→ **Exercise description**
All of the data that follows should be retyped exactly, please, except the pictures.

######

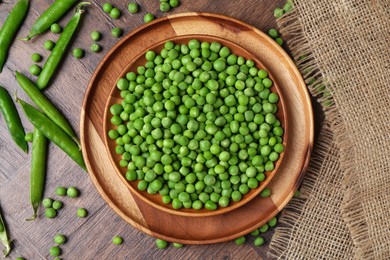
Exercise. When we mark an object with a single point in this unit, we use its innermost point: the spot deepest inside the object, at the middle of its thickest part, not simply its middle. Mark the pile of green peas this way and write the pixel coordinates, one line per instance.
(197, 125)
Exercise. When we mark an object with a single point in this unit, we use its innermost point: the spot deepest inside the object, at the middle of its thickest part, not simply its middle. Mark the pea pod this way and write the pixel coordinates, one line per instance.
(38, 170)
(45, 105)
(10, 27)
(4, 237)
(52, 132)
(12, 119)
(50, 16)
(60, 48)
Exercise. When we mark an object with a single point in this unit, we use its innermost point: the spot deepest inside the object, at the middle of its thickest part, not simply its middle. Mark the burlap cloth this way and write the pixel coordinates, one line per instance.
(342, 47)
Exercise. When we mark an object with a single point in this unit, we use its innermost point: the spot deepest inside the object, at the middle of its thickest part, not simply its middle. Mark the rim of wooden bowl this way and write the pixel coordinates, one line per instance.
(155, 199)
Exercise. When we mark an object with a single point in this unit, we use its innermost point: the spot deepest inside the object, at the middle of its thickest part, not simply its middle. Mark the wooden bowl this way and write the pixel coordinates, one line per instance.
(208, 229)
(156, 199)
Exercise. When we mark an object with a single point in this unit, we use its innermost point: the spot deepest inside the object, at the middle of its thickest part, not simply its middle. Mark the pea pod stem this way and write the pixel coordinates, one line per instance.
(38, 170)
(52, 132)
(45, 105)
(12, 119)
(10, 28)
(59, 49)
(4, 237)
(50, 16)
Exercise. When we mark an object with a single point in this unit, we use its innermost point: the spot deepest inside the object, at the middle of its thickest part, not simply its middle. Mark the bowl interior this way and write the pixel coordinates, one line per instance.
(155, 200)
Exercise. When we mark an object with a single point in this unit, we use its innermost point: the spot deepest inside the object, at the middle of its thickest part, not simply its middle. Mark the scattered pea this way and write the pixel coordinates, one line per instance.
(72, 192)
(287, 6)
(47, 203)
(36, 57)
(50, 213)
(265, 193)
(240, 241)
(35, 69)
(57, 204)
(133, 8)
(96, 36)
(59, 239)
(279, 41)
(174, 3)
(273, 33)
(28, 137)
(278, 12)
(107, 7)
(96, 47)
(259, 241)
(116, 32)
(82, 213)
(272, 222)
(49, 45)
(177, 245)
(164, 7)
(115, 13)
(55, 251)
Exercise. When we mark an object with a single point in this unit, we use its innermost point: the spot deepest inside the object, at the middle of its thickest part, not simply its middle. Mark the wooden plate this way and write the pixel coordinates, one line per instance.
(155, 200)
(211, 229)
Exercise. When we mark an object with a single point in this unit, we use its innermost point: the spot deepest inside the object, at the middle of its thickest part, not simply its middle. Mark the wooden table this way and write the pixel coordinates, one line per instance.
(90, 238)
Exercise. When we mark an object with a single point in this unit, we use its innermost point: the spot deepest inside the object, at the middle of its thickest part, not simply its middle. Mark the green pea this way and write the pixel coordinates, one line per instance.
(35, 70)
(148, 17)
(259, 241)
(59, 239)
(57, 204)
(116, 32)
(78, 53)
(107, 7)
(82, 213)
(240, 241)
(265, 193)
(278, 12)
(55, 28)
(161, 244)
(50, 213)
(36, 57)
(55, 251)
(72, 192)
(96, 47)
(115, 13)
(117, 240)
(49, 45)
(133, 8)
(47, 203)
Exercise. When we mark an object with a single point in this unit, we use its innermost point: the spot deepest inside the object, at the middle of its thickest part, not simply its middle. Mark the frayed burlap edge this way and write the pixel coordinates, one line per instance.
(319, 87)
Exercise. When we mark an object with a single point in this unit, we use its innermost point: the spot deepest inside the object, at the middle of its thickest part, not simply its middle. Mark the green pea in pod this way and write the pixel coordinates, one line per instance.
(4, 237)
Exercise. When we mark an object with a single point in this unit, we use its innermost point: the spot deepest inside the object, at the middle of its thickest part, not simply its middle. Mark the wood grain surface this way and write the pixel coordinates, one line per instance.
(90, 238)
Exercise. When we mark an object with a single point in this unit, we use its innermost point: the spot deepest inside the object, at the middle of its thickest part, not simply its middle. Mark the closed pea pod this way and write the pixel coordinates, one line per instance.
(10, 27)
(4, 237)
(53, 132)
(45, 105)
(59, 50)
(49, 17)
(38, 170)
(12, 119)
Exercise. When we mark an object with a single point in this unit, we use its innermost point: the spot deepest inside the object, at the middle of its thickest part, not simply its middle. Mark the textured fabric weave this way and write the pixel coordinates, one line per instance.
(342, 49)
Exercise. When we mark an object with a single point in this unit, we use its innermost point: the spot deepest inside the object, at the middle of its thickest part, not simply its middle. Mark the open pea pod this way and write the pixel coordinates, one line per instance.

######

→ **Worked solution**
Exercise. When we mark an object with a single point in this unit, we use its innermost point: the spot deepest inside the object, at the middle of its thickest part, not simply its middle. Mark the pile of green peas this way and write the pixel coordinates, one line per instance.
(197, 125)
Exercise. When we mark an object with a single point in this unit, we use its innermost point: the spot deepest inside the object, at the middle of its thickest part, not simply its middle. Mark the pea pod this way and write the pixel coordinates, one line per instance.
(38, 170)
(45, 105)
(10, 27)
(4, 237)
(52, 132)
(12, 119)
(50, 16)
(60, 48)
Exercise. When we mark an object with a single point in this unit, we use its innermost point: the spot deepest inside the object, at the middle of its thickest part, not simply its middle. Mark the burlap cloth this way and write the pixel coordinates, one line per instance.
(342, 47)
Exercise. When we mark an object with a single point in this unit, we use its innermost point: the spot deepest inside the object, at the middle of its thickest part, not simply its middle. Mark the rim of wooden bowl this way and write the pixel coordinates, one line per instance.
(155, 199)
Exercise. When we mark an object with a single point in this unit, we use its innermost point: the spot deepest inside the object, at the middle of its thickest part, not simply its middle. Mark the wooden bowl this way and write the pixel coordinates, one line per instance.
(208, 229)
(156, 199)
Exercise. When we mark an object with a single point in this unit, we use its innermost point: the spot deepest inside the object, at the middle of its thickest part, not simply its middle. Mark the pea pod stem this way and write the pixel coordinates, one line per instance.
(38, 170)
(52, 132)
(45, 105)
(12, 119)
(10, 28)
(59, 49)
(4, 237)
(50, 16)
Exercise. When we mark an object with a single point in this unit, we use its innermost point: the spot deepest inside the object, at the middle of its thickest part, not simply its middle. Mark the bowl interior this way and write the pixel coordinates, one line per instance.
(155, 200)
Exercise. When we mark an object with a single point in this unit, we use its innermost point: the spot deepest inside the object, at the middle of its thickest part, not simply its middle. Mark the scattered pea this way and write the pixel coordinates, one line per instance.
(72, 192)
(287, 6)
(47, 203)
(36, 57)
(50, 213)
(265, 193)
(240, 241)
(35, 69)
(57, 204)
(133, 8)
(96, 36)
(59, 239)
(279, 41)
(174, 3)
(273, 33)
(28, 137)
(278, 12)
(107, 7)
(96, 47)
(259, 241)
(116, 32)
(82, 213)
(272, 222)
(49, 45)
(177, 245)
(164, 7)
(115, 13)
(55, 251)
Exercise. When we mark an object with a single point in this unit, we use its innermost point: the spot deepest inside the object, at the middle of its thickest part, not simply its middle. Mark the wooden plate this way and write the pixel coordinates, one line per instance.
(155, 200)
(211, 229)
Exercise. When we mark an object with a single point in this unit, we use its innermost point: the spot deepest inside the object, at the middle of its thickest part, not simply its middle. Mark the wooden table this way and write the pixel coordinates, one line per instance.
(90, 238)
Exercise. When we mark an object with a single point in this unit, we use its innermost point: the spot deepest inside the object, at the middle of its thickest part, not simply its middle. Mark the green pea this way and write the pixel coordinates, one line per instance.
(35, 70)
(148, 17)
(259, 241)
(59, 239)
(57, 204)
(116, 32)
(78, 53)
(107, 7)
(82, 213)
(240, 241)
(265, 193)
(278, 12)
(55, 28)
(161, 244)
(50, 213)
(36, 57)
(55, 251)
(72, 192)
(96, 47)
(115, 13)
(117, 240)
(49, 45)
(133, 8)
(47, 203)
Exercise. When we mark an object with a single point in this unit, we use its innermost point: the spot deepest inside the object, at the middle of its thickest part, not simply its middle. Mark the frayed burlap edge this way and write the pixel coordinates, one line per instance.
(319, 87)
Exercise. When we mark an object with a single point in this unit, we use its innermost point: the spot deepest inside the object, at the middle of its thickest part, not simply its middle. Mark the green pea in pod this way and write the pixel coordinates, one line per instance.
(4, 237)
Exercise. When we mark an object with a single point in this unit, we use its innermost point: the spot deepest inside the object, at the middle of its thickest part, not simply its middle. Mark the wood grain surface this way and write the pixel coordinates, one line per instance.
(90, 238)
Exercise. When we mark an object with a single point in this unit, we use its innermost point: the spot deepest inside the object, at the middle of its thickest part, not simply its middle. Mark the closed pea pod this way and write the pixel coordinates, one line per instance.
(10, 27)
(4, 237)
(53, 132)
(45, 105)
(59, 50)
(49, 17)
(38, 170)
(12, 119)
Exercise. When we mark an object with a single point in this unit, we use its innermost point: the spot deepest inside the object, at the middle of its thickest part, not simply its middle. Mark the textured fabric weave this way and write the pixel coordinates, one line per instance.
(342, 49)
Exercise. When we mark an object with a single point in this unit, we use its innermost point: the spot deepest inside the object, at the middle of its thickest part, not simply its middle. Mark the open pea pod this way and write the pixel coordinates, one line per instance.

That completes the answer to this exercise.